• Trecho selecionado:
+++

Quando a fraude pune quem precisa da justiça
Há um aspecto frequentemente negligenciado nesse debate: a litigância abusiva prejudica sobretudo quem precisa da justiça. Cada ação fraudulenta que ocupa espaço na pauta significa uma audiência legítima adiada, uma sentença atrasada, um direito violado sem resposta tempestiva.
O Justiça em Números 2025 mostra que a Justiça Estadual conseguiu julgar mais processos do que os novos casos ingressados em 2024, superando 100% no Índice de Atendimento à Demanda. É um dado positivo, que demonstra esforço institucional e avanços reais. Mas, em um cenário de distorção comportamental, cada ganho de produtividade é rapidamente absorvido por fluxos artificiais de demandas. A justiça corre, mas a fila cresce - não porque há mais conflitos genuínos, e sim porque há mais exploração do sistema.
Além disso, a litigância abusiva desequilibra o mercado jurídico e distorce a concorrência. Escritórios que apostam em quantidade e oportunismo competem em condições desiguais com aqueles que investem em técnica, estratégia e ética. E ao fazê-lo, desvalorizam a advocacia e fragilizam a própria imagem do sistema de justiça.
Por um Judiciário intolerante à litigância abusiva
Enfrentar a litigância abusiva exige coragem institucional e vontade política. Não basta lamentar o congestionamento ou clamar por mais juízes e servidores. É preciso atacar o problema na sua raiz: o mau uso deliberado do processo judicial.
Alguns caminhos são urgentes e inadiáveis:
- Responsabilização efetiva dos advogados que praticam litigância de má-fé. O art. 79 do CPC precisa ser alterado para incluir expressamente o advogado entre os sujeitos passíveis de responsabilização por perdas e danos. Essa mudança não criminaliza a advocacia - ela a protege, separando o exercício legítimo do direito de ação do uso fraudulento do sistema.

+++

• Tarefa 1: No trecho sobre litigância abusiva, qual índice a Justiça Estadual superou 100% em 2024?
• Tarefa 2: Escreva a continuação do trecho sobre litigância abusiva a partir da última frase apresentada.

Dados de apontamento por expressão referencial
+++

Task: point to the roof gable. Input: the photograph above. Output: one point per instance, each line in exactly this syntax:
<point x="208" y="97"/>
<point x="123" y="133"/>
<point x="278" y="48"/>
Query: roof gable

+++

• Resposta final 1: O Índice de Atendimento à Demanda.

• Resposta final 2:
- Comunicação obrigatória a órgãos competentes. Casos de ajuizamento sem ciência da parte, captação irregular ou apropriação de valores devem ser comunicados não apenas à OAB, mas também ao Ministério Público e aos Centros de Inteligência do Judiciário, para que sejam tratados como fraudes institucionais, e não como meras infrações éticas.
- Mecanismos de detecção precoce. A tecnologia já permite identificar padrões anômalos em tempo real: autores hiperlitigantes, petições idênticas, documentos suspeitos e conexões entre advogados, peritos e fornecedores podem ser rastreados e sinalizados antes que se transformem em passivos gigantescos.
- Filtragem e classificação de demandas. Tribunais e escritórios precisam adotar modelos de classificação por cluster com estratégias diferenciadas de resposta, prova e acordo para cada perfil.
- Fortalecimento da conciliação qualificada. Conciliação não pode ser usada para legitimar fraude. Deve ser estimulada em casos legítimos, mas evitada em séries artificiais que buscam apenas pressionar acordos.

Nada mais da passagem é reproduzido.